* Travail à faire: Reproduisez à l'identique, s'il vous plaît, le passage de l'extrait sur le renseignement qui va de « M. Nicolas Lerner. J’ai, en » jusqu'à « les voix discordantes. ».

* Extrait du texte:

Nous avons beaucoup parlé de la Russie et, dans une moindre mesure, de la Chine. Pourriez-vous évoquer les autres zones géographiques et les manœuvres engagées dans notre pays en termes d’influence, d’ingérence ou de tentatives d’imprégnation d’une partie de nos politiques publiques ?

M. Nicolas Lerner. J’ai, en effet, évoqué principalement la Chine et la Russie, car ces deux États sont ceux dont la politique est la plus aboutie en matière de renseignement. Il s’agit à la fois d’une politique d’influence, que je ne remets pas en cause, et d’une capacité d’espionnage et d’ingérence, ainsi que d’une maîtrise de l’outil cyber, qui est aujourd’hui la voie qu’emprunte une grande partie de l’espionnage. Ils ont également la capacité de mettre en œuvre une politique d’information ou de désinformation et leur conception de la démocratie leur inspire une tolérance assez faible envers les voix discordantes.

* Données fournies:

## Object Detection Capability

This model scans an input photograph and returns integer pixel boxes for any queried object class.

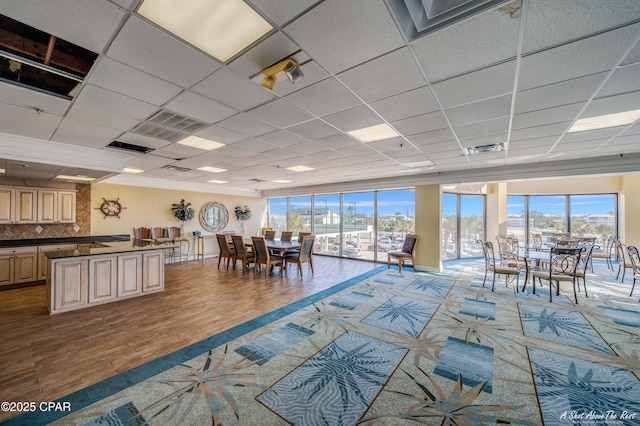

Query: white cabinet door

* Corrigé de l'exercice:
M. Nicolas Lerner. J’ai, en effet, évoqué principalement la Chine et la Russie, car ces deux États sont ceux dont la politique est la plus aboutie en matière de renseignement. Il s’agit à la fois d’une politique d’influence, que je ne remets pas en cause, et d’une capacité d’espionnage et d’ingérence, ainsi que d’une maîtrise de l’outil cyber, qui est aujourd’hui la voie qu’emprunte une grande partie de l’espionnage. Ils ont également la capacité de mettre en œuvre une politique d’information ou de désinformation et leur conception de la démocratie leur inspire une tolérance assez faible envers les voix discordantes.